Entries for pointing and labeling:

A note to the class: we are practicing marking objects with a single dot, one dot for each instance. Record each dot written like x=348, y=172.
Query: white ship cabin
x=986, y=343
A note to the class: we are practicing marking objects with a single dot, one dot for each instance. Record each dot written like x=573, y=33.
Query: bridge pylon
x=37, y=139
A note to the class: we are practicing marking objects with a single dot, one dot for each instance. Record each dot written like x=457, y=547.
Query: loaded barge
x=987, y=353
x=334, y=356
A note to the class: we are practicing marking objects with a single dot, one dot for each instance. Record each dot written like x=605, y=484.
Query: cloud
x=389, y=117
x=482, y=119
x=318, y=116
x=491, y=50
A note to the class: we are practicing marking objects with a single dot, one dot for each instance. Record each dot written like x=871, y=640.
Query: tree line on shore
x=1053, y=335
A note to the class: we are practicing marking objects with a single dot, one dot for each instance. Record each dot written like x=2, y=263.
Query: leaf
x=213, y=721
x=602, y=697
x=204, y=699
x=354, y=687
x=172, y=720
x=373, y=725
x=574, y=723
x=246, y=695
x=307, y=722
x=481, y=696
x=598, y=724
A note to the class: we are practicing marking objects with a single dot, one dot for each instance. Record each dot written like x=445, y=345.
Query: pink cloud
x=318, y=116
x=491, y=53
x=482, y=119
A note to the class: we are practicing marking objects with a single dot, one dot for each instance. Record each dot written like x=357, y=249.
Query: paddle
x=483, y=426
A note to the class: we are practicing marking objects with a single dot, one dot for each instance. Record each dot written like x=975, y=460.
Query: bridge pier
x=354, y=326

SET EXERCISE »
Transcribe the entire listing above verbatim, reproducing every line without alteration.

WORKED SOLUTION »
A note to the class: we are practicing marking objects with a single dot, one dot for each instance. Record each dot written like x=348, y=172.
Query: white ship cabin
x=986, y=343
A note to the class: we are practicing marking objects with a single dot, one dot for each instance. Record each dot written like x=573, y=33.
Query: bridge pylon
x=37, y=139
A note to the class: we are practicing marking objects with a single dot, one dot for each instance. Record each dot written like x=457, y=547.
Query: loaded barge
x=987, y=353
x=334, y=356
A note to the class: we are practicing marking objects with a single dot, one dot for each instance. Record each dot written like x=605, y=484.
Query: cloud
x=389, y=117
x=482, y=119
x=318, y=116
x=491, y=50
A note to the class: we are practicing marking objects with a single dot, one dot for each instance. Record each dot written like x=871, y=640.
Query: tree line on shore
x=1053, y=335
A note to the class: we are practicing marking objects with a single dot, one dot for each instance. Record each dot written like x=2, y=263.
Query: leaf
x=213, y=721
x=602, y=697
x=204, y=699
x=354, y=687
x=172, y=720
x=373, y=725
x=574, y=723
x=246, y=695
x=307, y=722
x=481, y=696
x=598, y=724
A note to the class: we are practicing marking objects with a single dot, one dot for each instance. Record each dot written like x=445, y=345.
Query: pink cloud
x=318, y=116
x=491, y=53
x=482, y=119
A note to the class: we are practicing marking objects with a single dot, one dot for each instance. Record each dot written like x=357, y=249.
Query: paddle
x=483, y=426
A note to the class: we are practicing marking objects with a single dot, one dot for each instance. Record each dot written like x=975, y=460.
Query: bridge pier
x=354, y=326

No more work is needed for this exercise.